» Given problem:
Copy the records below with "Put a point on" replaced by "Place a dot on" in every place it occurs, leaving everything else unchanged. Leave the pictures out of your answer.

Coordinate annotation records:
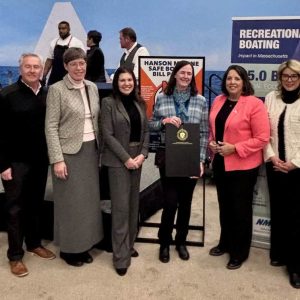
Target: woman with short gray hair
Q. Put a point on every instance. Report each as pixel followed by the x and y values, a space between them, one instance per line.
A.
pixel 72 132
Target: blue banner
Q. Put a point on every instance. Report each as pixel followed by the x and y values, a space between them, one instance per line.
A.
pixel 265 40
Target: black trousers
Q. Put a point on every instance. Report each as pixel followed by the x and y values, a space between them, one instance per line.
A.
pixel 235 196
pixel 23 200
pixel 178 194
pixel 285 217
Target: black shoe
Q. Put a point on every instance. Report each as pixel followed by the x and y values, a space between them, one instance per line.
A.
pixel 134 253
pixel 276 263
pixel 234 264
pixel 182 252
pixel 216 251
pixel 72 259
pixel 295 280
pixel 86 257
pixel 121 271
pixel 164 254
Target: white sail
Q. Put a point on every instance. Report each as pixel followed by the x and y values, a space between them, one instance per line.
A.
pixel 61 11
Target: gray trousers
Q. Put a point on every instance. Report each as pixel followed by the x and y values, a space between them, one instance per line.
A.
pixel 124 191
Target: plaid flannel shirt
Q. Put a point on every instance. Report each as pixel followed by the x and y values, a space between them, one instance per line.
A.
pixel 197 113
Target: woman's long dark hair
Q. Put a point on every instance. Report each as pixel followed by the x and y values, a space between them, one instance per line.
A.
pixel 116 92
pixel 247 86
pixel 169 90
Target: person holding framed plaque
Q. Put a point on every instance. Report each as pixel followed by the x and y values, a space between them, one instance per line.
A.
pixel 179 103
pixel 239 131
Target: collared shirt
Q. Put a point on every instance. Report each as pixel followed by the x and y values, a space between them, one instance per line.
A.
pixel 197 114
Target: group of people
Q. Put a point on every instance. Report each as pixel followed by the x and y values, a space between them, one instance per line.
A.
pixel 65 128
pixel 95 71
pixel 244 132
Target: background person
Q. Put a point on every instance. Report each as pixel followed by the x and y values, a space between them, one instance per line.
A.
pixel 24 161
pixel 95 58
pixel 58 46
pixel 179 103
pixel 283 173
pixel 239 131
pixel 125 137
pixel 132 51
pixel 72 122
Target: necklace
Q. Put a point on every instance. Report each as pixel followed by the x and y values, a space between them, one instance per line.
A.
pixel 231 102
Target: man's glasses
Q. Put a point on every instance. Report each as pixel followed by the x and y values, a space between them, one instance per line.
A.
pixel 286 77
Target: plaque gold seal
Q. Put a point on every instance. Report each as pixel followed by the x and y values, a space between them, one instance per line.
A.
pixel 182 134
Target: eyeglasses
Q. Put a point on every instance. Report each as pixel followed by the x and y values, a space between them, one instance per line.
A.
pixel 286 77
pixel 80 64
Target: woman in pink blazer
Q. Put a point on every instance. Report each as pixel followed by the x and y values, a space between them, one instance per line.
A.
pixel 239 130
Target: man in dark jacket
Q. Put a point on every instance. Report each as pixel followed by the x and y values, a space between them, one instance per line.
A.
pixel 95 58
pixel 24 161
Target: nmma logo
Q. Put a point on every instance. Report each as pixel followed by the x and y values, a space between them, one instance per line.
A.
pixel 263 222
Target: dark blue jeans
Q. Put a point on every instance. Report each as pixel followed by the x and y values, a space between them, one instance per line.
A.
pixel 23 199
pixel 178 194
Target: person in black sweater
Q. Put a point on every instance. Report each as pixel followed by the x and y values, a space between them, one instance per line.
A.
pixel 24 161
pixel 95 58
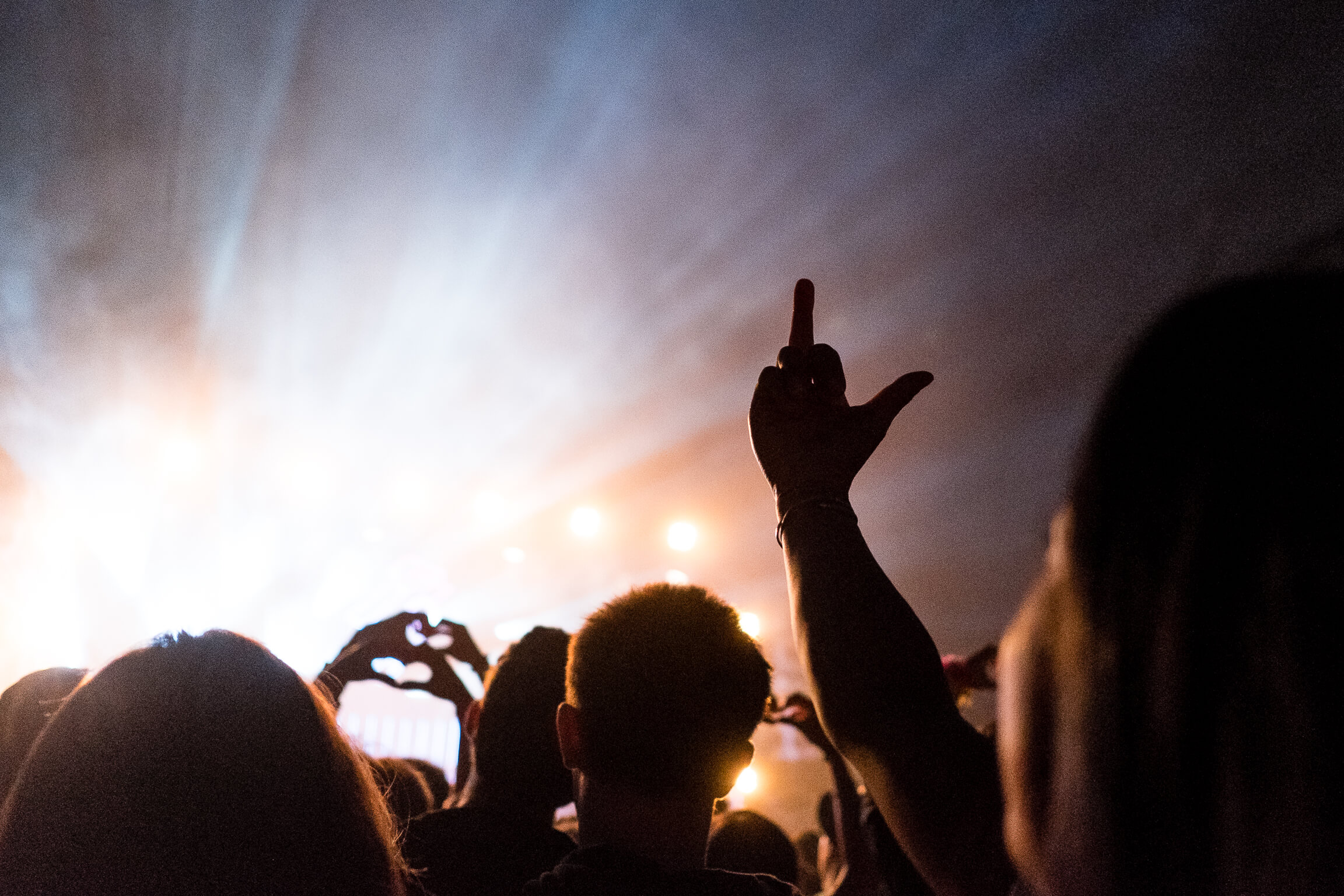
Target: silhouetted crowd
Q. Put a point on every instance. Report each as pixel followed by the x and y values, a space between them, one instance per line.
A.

» Solution for this problem:
Target: woman with short gray hair
Q. Place a dot on every instance. Report each as pixel followed by the x and y values, a space between them, one instance per line.
A.
pixel 72 132
Target: blue banner
Q. Place a dot on every instance. Report each as pixel followed by the x and y values, a space between them, one instance per line.
A.
pixel 265 40
Target: black trousers
Q. Place a dot on every instance. Report each as pixel followed by the x and y values, a space between them, one instance per line.
A.
pixel 235 196
pixel 23 200
pixel 178 194
pixel 285 217
Target: black shoe
Q. Place a dot on every instance. Report each as pixel followed by the x and y values, a space between them, one instance per line.
A.
pixel 134 253
pixel 276 263
pixel 234 264
pixel 182 252
pixel 216 251
pixel 72 259
pixel 295 280
pixel 86 257
pixel 121 271
pixel 164 254
Target: white sail
Q. Place a dot on every instance. Report each as pixel followed by the x and y values, a space between them, one instance per line.
A.
pixel 61 11
Target: gray trousers
Q. Place a dot on every instance. Report each as pixel followed by the x and y values, a space between them, one instance per line.
A.
pixel 124 191
Target: plaid flannel shirt
Q. Place a dot on every instance. Report each as pixel followed by the x and y values, a space between them, one instance per line.
A.
pixel 197 113
Target: woman's long dark hair
Q. Place a dot on every instance. Report each as pixel followed by the x and y values, a space between them, one instance per line.
A.
pixel 116 92
pixel 247 86
pixel 169 90
Target: person holding framed plaque
Q. Place a dot on every instance. Report each as pixel followed by the x and y values, a space between them, one instance per line.
A.
pixel 179 103
pixel 239 131
Target: collared shirt
Q. Place a dot on every instance. Report each as pixel followed by the x and y values, a space between them, one instance per line.
A.
pixel 197 114
Target: group of people
Q. Place a dot on every instance. Report each as pixel followed by the x and y values, a space between them, one instance per line.
A.
pixel 65 128
pixel 95 71
pixel 244 132
Target: background person
Q. Place a dot on every instance. Report each as pixel followed by the x and y values, a space between them, one instance per line.
A.
pixel 24 161
pixel 95 58
pixel 58 46
pixel 179 103
pixel 283 173
pixel 239 131
pixel 125 137
pixel 132 51
pixel 72 122
Target: necklace
Q. Place a dot on every instance. Report each as pixel followed by the x and y values, a space between them, one instance per line.
A.
pixel 231 102
Target: man's glasses
Q. Place a dot on every instance. Report each as pixel followed by the x and y values, a space between them, one instance per line.
A.
pixel 286 77
Target: plaque gold seal
Q. Place a dot on every instance. Report each as pixel followed by the x and y values, a space between them, one instance per line.
A.
pixel 182 134
Target: eyeglasses
Q. Place a dot on every instance. Report each as pixel followed by the x and y values, a space between them, one instance per line.
A.
pixel 286 77
pixel 80 64
Target: woman in pink blazer
Q. Place a dot on every instance. Report each as pixel followed by the x and y values, a space between them, one instance per line.
A.
pixel 239 130
Target: man in dark jacket
Q. Place a dot on every instance. Report each as pixel followed by the x and y values, a space between them, one instance per line.
A.
pixel 95 58
pixel 24 161
Target: nmma logo
Q. Place a dot on every instance. Report each as pixel followed by the x and y values, a space between them, one instance per line.
A.
pixel 263 222
Target: dark blue jeans
Q. Place a dot on every instance. Report each as pixel followed by the x and y values, a space between them, one instance per line.
A.
pixel 23 199
pixel 178 194
Target: person in black sweater
Q. Place a dot on every instance. Report each as pixel followed by the x and y values, a space between them, one instance per line.
A.
pixel 24 161
pixel 95 58
Target: silhouetted crowd
Q. Place a dot on every instance. Report each as pixel followed by the x and y values, a space between them, one instance per line.
A.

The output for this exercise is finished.